This street fetish is one of the forgotten themes of the early 80s. The streets, back then, meant danger. It was evident in music videos (Billie Jean, Beat It), films, TV shows, comics, computer games… I developed severe Agoraphobia because of this. But I guess it reflected the times. This was when Times Square (NYC) was a sleazy place with cheap cinemas, crack dealers, prostitution, high crime. And it wasn’t just New York, it was like that in all the big Western cities (Amsterdam, where I live, London, Paris, et cetera). Then in the 90s, almost all of them were cleaned up and turned into homogenous shopping zones. But of course they weren’t really cleaned up: as it so often goes, the problems were simply shooed away to another area, outside of the city center.
This is typical Marvel Bronze Age, I think. A sudden, short burst of introspection in the middle of all the dynamic fight scenes. Several faces strung together against a sort of nebulous, otherworldly background. In this case it’s… Well, I recognize Hulk, Dr. Strange, and, top left, Valkyrie. The others I don’t remember. It has been a while.

[Your task] List every Marvel character the writer says they recognize in the passage above.

[Data lines]
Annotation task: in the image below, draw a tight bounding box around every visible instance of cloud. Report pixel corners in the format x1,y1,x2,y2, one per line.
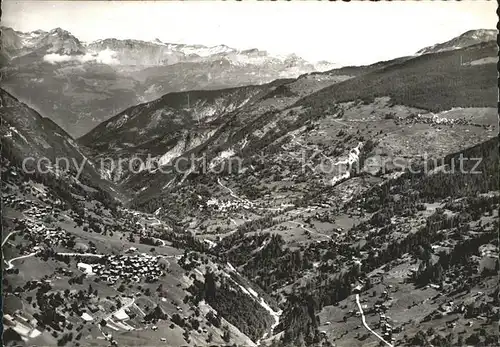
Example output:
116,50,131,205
43,48,120,65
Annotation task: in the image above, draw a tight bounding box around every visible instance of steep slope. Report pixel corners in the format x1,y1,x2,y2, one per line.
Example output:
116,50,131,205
0,90,280,346
417,29,497,54
2,27,334,136
113,39,498,346
79,80,294,182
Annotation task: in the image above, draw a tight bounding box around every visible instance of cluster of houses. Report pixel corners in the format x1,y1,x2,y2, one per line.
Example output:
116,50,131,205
396,113,471,126
205,198,252,212
13,213,73,250
77,253,163,284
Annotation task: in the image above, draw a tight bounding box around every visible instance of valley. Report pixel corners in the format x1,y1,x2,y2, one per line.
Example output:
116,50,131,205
0,24,500,347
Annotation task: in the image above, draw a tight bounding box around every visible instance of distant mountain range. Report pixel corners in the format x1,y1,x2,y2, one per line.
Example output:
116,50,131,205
0,27,335,136
417,29,497,54
0,27,500,347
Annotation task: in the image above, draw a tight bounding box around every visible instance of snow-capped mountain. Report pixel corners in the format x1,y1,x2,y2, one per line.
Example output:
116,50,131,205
417,29,497,54
2,28,335,71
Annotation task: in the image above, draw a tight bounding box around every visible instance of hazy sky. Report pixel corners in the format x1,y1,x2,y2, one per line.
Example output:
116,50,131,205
2,0,497,65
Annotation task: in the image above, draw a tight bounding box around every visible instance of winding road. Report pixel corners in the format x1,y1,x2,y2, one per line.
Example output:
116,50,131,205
356,294,394,347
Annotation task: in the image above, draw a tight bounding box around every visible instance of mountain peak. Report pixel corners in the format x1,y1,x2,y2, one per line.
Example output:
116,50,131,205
416,29,497,54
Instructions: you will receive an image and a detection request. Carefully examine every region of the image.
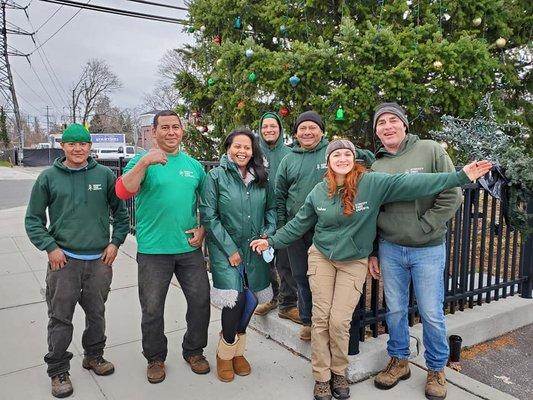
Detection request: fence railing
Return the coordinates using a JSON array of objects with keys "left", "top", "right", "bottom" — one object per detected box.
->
[{"left": 99, "top": 160, "right": 533, "bottom": 354}]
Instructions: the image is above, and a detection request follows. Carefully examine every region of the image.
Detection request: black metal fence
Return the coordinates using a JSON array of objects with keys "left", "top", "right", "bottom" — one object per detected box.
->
[{"left": 99, "top": 159, "right": 533, "bottom": 354}]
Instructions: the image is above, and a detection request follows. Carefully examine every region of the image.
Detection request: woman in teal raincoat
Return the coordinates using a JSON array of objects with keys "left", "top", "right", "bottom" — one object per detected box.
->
[{"left": 200, "top": 128, "right": 276, "bottom": 382}]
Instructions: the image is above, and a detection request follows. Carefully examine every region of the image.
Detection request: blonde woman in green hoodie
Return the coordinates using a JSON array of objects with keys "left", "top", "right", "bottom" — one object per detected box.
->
[{"left": 250, "top": 140, "right": 492, "bottom": 400}]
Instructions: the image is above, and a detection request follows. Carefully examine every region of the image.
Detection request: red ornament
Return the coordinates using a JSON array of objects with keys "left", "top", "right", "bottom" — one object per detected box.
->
[{"left": 279, "top": 106, "right": 290, "bottom": 118}]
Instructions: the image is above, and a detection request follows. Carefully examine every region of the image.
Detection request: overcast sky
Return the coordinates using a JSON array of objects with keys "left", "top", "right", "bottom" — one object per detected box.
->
[{"left": 7, "top": 0, "right": 192, "bottom": 123}]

[Solution for this exercise] Hulk, Dr. Strange, Valkyrie